SELECTED TEXT:
Fig. 3 18-Fluorodeoxyglucose positron emission tomography revealing an esophagogastric lesion with high metabolic activity, as well as adenopathies along the lesser curvature of the stomach, forming a conglomerate of 40 × 30 mm.

Fig. 4 Anatomopathological evaluation. a H&E 200×, a neoplasm composed of epithelioid cells with scattered apoptotic bodies, is seen. b No immunostaining for AE1/AE3 was seen. c CD20 was negative. d CD3 was also negative. e Diffuse nuclear positivity for SOX10 is seen. f Diffuse cytoplasmatic positivity for Melan-A.
Discussion
Primary malignant melanoma of the esophagus is infrequent, with only 300 cases described in the literature, and a slightly higher incidence in males [4]. It represents 0.1-0.2% of esophageal neoplasms, of which 10-25% are amelanocytic, comprising less than 0.05% of all melanoma subtypes [3, 5]. The pathogenesis for developing a primary esophageal melanoma remains poorly understood and there are no significant risk factors for this malignant condition. Table 1 describes the published cases regarding esophageal amelanocytic melanoma. The presentation is similar to other histological types of esophageal neoplasms, manifesting as dysphagia. Diagnosis requires a high degree of suspicion, based on endoscopic findings and directed histological and immunohistochemical analysis [8].
EGD can be highly suspicious in the melanocytic subtype, presenting as a dark, purple, or reddish luminal esophageal bulge, depending on the amount of melanin. However, in the amelanocytic subtype, the mucosa may appear normal in color, as in the presented case, making it challenging to differentially diagnose from other primary esophageal lesions such as squamous cell carcinoma or adenocarcinoma, as well as extrinsic lesions with esophagogastric compression and/or infiltration [5].
Additionally, secondary involvement of the lower esophageal sphincter should be part of the differential diagnosis, more commonly due to direct invasion, as in the case of primary neoplasms of the distal esophagus and proximal stomach, or metastasis, such as lung neoplasia, malignant mesothelioma, breast neoplasia, among others. Other benign conditions, such as post-surgery complications, leiomyoma, amyloidosis, neurofibromatosis, systemic sclerosis, and Chagas disease, should also be considered [21].

RECORDS SUPPLIED:
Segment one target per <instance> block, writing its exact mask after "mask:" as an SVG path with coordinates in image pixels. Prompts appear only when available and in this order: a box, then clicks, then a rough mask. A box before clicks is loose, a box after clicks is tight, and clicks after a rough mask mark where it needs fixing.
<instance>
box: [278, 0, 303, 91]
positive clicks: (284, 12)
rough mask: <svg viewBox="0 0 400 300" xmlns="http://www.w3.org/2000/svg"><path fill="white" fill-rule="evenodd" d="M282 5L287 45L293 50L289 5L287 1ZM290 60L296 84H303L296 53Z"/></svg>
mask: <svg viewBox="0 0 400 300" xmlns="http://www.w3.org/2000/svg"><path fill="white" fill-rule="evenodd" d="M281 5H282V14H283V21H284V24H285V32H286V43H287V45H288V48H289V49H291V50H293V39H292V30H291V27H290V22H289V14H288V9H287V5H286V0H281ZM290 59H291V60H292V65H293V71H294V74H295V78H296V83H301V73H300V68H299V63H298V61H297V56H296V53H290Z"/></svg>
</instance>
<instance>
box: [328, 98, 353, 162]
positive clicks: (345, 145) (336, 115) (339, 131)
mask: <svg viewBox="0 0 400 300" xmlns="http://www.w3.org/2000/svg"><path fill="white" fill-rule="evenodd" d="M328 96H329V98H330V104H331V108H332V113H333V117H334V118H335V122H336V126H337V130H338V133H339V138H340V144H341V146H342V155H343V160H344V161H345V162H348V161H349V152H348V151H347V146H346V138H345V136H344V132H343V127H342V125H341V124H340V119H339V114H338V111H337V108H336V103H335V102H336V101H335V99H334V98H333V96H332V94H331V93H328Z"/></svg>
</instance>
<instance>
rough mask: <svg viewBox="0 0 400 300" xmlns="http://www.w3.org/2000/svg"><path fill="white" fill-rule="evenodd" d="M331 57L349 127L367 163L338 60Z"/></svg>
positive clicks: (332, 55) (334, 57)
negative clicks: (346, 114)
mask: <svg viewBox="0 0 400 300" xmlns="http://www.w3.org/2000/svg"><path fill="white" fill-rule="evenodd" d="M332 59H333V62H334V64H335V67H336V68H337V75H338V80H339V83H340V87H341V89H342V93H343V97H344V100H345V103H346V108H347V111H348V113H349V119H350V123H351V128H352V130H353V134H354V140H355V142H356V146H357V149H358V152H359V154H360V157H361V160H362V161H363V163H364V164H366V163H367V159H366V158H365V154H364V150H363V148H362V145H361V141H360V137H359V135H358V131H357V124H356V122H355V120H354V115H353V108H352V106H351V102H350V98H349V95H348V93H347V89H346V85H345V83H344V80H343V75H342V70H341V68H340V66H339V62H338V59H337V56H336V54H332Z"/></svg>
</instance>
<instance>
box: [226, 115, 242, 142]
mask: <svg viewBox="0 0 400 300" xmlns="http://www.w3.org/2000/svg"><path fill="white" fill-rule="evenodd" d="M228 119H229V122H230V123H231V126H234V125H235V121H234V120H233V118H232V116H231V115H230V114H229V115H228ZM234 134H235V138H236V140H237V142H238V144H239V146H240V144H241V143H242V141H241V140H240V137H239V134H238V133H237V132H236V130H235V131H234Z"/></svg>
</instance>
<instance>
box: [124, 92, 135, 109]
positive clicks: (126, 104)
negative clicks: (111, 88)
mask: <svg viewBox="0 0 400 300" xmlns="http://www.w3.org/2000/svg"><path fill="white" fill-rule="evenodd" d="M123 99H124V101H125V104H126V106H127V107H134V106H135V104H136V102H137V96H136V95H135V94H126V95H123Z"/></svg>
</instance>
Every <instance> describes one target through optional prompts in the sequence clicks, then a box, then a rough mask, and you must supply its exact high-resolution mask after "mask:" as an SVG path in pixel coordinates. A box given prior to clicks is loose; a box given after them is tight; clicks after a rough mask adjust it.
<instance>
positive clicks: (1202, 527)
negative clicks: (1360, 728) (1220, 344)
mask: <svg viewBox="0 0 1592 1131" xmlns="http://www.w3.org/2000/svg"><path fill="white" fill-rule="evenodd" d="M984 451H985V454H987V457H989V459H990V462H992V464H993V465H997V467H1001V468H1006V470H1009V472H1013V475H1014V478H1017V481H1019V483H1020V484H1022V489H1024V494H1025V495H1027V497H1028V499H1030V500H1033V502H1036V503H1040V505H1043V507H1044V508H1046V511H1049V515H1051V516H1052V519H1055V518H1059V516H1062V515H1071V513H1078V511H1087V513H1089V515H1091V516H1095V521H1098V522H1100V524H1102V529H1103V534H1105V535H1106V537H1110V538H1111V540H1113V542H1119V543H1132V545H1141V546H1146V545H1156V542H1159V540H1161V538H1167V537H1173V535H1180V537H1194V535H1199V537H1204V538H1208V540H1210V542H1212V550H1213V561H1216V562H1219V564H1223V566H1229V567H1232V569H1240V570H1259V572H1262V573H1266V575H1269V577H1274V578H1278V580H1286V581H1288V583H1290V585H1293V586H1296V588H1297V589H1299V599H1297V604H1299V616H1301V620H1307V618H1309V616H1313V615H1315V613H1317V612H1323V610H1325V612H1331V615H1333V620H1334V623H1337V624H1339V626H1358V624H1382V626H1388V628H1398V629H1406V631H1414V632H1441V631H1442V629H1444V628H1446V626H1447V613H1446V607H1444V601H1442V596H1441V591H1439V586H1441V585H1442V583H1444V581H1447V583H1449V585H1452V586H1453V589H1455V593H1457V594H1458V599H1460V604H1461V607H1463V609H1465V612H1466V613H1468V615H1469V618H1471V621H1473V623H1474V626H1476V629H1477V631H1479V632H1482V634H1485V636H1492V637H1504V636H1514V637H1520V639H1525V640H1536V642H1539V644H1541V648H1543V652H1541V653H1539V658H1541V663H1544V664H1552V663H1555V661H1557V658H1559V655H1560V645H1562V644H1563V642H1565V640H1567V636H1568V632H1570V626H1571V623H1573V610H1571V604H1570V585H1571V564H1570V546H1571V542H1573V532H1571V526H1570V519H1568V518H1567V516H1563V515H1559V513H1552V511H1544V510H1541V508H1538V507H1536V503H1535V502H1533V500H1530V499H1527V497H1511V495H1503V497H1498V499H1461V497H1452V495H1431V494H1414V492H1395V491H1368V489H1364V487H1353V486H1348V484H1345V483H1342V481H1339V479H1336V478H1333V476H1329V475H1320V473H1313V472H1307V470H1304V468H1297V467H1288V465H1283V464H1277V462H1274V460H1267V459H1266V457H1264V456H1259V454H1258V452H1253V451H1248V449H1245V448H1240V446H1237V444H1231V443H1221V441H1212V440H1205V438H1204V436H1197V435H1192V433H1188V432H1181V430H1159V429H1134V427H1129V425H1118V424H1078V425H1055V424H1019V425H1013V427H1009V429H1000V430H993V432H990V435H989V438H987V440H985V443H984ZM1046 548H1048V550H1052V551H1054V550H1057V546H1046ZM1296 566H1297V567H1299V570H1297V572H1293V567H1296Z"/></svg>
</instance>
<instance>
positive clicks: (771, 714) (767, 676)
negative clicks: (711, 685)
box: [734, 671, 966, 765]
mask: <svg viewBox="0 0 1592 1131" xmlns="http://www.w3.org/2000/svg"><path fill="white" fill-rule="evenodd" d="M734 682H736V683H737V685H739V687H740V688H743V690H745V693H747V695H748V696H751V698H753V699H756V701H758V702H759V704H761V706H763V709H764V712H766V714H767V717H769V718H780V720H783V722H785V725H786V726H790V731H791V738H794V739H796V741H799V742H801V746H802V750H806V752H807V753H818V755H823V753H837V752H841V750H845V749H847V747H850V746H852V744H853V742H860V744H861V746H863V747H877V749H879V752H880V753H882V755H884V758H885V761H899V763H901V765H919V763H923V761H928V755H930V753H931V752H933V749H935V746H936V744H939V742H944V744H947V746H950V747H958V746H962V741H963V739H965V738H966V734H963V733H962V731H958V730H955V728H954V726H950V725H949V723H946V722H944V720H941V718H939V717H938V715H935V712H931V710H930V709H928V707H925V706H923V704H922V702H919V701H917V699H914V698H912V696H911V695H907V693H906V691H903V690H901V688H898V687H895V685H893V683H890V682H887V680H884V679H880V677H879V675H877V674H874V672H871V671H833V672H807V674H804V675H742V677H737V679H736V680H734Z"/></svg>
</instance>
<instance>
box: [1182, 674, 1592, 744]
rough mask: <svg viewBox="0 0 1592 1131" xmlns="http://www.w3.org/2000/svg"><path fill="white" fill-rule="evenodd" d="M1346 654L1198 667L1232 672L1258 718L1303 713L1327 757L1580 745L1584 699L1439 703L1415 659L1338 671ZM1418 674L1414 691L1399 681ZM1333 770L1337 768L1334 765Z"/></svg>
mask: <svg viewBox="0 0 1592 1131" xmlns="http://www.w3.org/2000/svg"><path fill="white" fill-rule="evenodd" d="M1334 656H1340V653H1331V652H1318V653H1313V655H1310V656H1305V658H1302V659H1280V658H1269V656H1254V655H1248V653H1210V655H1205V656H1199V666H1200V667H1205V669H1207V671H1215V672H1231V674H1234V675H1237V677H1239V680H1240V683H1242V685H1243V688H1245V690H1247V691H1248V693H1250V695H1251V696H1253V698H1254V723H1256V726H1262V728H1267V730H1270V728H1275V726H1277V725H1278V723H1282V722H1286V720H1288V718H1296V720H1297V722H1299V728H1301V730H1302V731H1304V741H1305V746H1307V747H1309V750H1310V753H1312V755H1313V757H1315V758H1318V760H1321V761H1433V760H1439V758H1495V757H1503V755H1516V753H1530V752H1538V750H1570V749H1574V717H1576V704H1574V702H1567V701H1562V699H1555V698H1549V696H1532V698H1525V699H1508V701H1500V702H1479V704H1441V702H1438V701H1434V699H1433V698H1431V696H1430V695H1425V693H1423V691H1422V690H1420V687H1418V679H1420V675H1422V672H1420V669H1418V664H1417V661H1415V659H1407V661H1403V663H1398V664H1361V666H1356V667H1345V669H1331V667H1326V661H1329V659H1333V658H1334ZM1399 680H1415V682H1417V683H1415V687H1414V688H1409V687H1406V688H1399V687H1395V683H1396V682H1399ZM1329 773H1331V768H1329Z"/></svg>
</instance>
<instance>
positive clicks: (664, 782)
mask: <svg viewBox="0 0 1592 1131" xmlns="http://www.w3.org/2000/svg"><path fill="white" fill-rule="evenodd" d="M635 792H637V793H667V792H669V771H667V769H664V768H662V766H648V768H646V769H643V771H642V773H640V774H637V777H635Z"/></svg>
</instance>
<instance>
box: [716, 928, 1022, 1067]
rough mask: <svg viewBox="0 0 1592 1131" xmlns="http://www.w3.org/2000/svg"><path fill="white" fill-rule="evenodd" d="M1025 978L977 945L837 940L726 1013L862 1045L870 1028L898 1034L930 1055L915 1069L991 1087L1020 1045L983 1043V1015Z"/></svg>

REQUIREMENT 1: Repeat the passage from the esophageal melanoma text starting with "Additionally, secondary involvement" and going on through "be considered [21].", copied word for word.
REQUIREMENT 2: Pick up the text on esophageal amelanocytic melanoma after its last sentence and carry it on.

OUTPUT 1:
Additionally, secondary involvement of the lower esophageal sphincter should be part of the differential diagnosis, more commonly due to direct invasion, as in the case of primary neoplasms of the distal esophagus and proximal stomach, or metastasis, such as lung neoplasia, malignant mesothelioma, breast neoplasia, among others. Other benign conditions, such as post-surgery complications, leiomyoma, amyloidosis, neurofibromatosis, systemic sclerosis, and Chagas disease, should also be considered [21].

OUTPUT 2:
The histological examination with immunohisto-chemical staining of the amelanocytic subtype of melanoma reveals epithelioid neoplastic cells with indistinct borders, with moderate pleomorphism, central nucleoli, and eosinophilic cytoplasm, lacking melanin pigment but showing immunohistochemical positivity for specific melanoma markers such as S-100 (the most sensitive marker, sensitivity of 97-100%, specificity of 75-87%), HMB45 (sensitivity of 69-93%), and Melan-A (sensitivity of 97-100%, specificity of 95-100%, the most specific marker) [9, 11].
The primary malignant melanoma of the esophagus usually presents in advanced stages, with lymph node invasion detected at the time of diagnosis in 40-80% of cases. The prognosis is generally poor compared to cutaneous melanoma, with overall survival rates of less than 5% at 5 years [5, 22].
The treatment depends on the staging and functional status of the patient at the time of diagnosis. Whenever possible, definitive treatment is surgical; however, the best therapeutic strategy is still to be established given the rarity of this clinical condition [23]. In this case, the patient did not have an indication for surgical treatment and was, therefore, proposed for palliative care.
In conclusion, we report a rare case of dysphagia related to primary amelanocytic malignant melanoma of the distal esophagus and cardia, stage IV. This case emphasizes the rarity of this histological type, the importance of directing biopsies to the most suspicious areas of the lesion to increase diagnostic yield, the need for a high clinical suspicion due to its rare etiology, and the atypical endoscopic presentation caused by the amelanocytic subtype. A multidisciplinary approach is essential to determine the best therapeutic strategy.